*** Data lines ***

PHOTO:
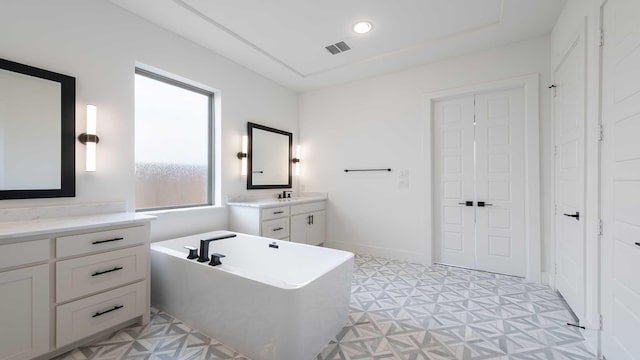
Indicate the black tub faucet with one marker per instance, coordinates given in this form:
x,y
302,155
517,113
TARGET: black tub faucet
x,y
204,247
215,259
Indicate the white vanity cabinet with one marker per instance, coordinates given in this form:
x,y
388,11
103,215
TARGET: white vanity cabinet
x,y
24,299
308,223
298,220
65,281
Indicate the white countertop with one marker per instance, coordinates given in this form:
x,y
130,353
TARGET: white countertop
x,y
27,228
268,203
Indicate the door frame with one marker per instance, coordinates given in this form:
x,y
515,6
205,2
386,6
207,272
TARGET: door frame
x,y
531,86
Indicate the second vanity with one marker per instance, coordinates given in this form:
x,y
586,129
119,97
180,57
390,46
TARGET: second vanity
x,y
300,219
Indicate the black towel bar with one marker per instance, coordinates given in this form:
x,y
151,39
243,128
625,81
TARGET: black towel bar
x,y
348,170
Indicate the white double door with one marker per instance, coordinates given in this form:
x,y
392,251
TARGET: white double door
x,y
569,116
479,181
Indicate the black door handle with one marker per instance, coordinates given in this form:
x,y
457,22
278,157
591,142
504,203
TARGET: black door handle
x,y
97,273
100,313
576,215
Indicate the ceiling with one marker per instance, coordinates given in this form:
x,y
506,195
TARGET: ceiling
x,y
285,40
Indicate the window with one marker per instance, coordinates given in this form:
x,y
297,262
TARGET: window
x,y
173,123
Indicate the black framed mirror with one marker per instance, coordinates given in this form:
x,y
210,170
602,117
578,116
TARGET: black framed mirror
x,y
269,157
37,132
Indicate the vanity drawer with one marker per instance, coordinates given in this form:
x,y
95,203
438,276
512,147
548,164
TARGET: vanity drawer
x,y
23,253
308,207
276,229
93,273
99,241
85,317
274,213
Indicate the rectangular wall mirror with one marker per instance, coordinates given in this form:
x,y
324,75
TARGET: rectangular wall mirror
x,y
269,157
37,132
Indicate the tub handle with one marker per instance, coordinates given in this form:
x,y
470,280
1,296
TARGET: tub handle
x,y
215,259
193,252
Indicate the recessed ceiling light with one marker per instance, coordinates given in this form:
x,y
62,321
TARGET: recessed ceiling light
x,y
362,27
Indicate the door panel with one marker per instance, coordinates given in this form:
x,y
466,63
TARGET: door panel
x,y
453,168
479,156
621,180
569,115
499,153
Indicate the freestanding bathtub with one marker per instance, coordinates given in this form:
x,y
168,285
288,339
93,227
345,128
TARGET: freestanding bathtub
x,y
266,303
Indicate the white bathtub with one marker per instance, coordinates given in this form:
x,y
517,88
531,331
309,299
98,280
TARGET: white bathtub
x,y
276,304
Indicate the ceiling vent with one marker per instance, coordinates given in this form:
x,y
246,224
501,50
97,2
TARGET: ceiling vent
x,y
338,48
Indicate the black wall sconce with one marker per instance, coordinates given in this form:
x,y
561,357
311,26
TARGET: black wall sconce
x,y
89,138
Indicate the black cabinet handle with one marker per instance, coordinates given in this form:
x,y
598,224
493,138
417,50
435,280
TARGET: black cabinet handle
x,y
104,241
107,271
100,313
576,215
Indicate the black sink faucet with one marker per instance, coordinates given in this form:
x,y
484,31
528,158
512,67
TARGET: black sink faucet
x,y
204,246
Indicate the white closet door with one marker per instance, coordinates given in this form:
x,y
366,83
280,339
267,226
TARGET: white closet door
x,y
621,180
569,116
453,185
500,171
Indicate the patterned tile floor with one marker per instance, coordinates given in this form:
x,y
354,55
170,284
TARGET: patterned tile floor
x,y
398,310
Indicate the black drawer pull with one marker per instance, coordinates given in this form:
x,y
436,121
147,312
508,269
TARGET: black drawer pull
x,y
107,271
99,313
104,241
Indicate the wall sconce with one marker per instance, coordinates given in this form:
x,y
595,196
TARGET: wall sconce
x,y
90,139
296,161
242,155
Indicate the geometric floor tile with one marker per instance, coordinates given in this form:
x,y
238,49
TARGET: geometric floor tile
x,y
398,310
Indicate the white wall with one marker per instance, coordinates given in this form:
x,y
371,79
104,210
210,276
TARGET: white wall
x,y
381,122
99,44
577,14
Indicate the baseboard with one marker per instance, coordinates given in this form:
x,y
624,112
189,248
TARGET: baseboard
x,y
591,336
379,251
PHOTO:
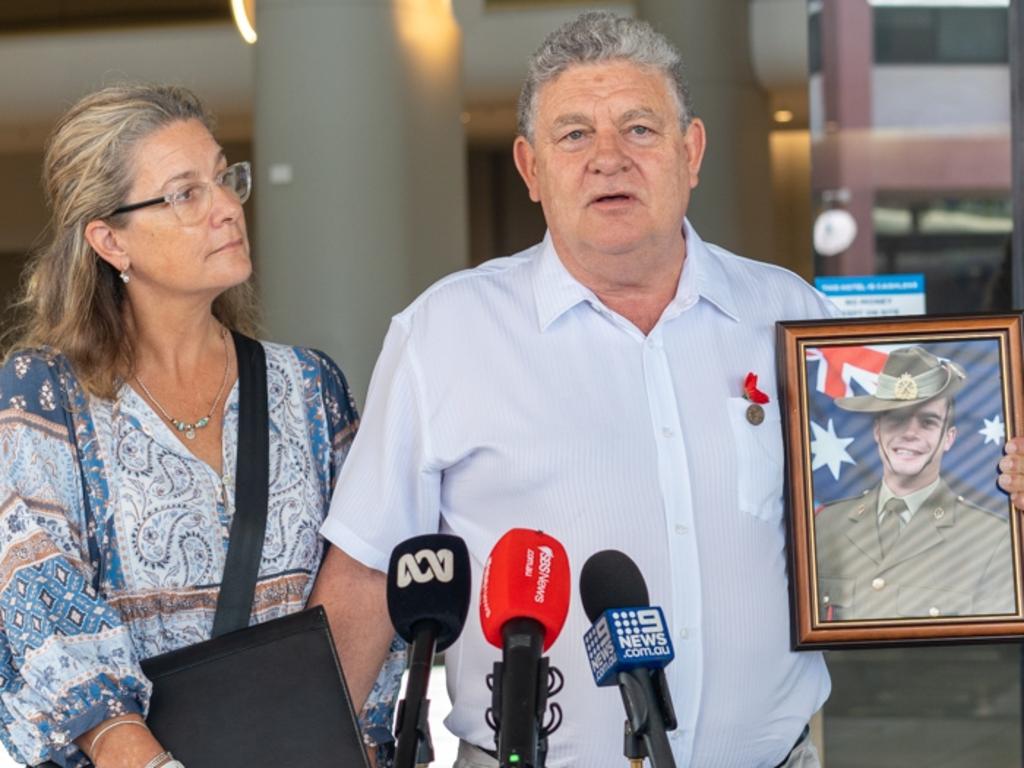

***

◆ Your task: Gather every line of the records above that contains the word "light" and copy each one.

◆ Answer for the task:
Indicate the recessed ceiling light with one marker per instance, coordinates given in this form:
TARGET: recessed ceiling light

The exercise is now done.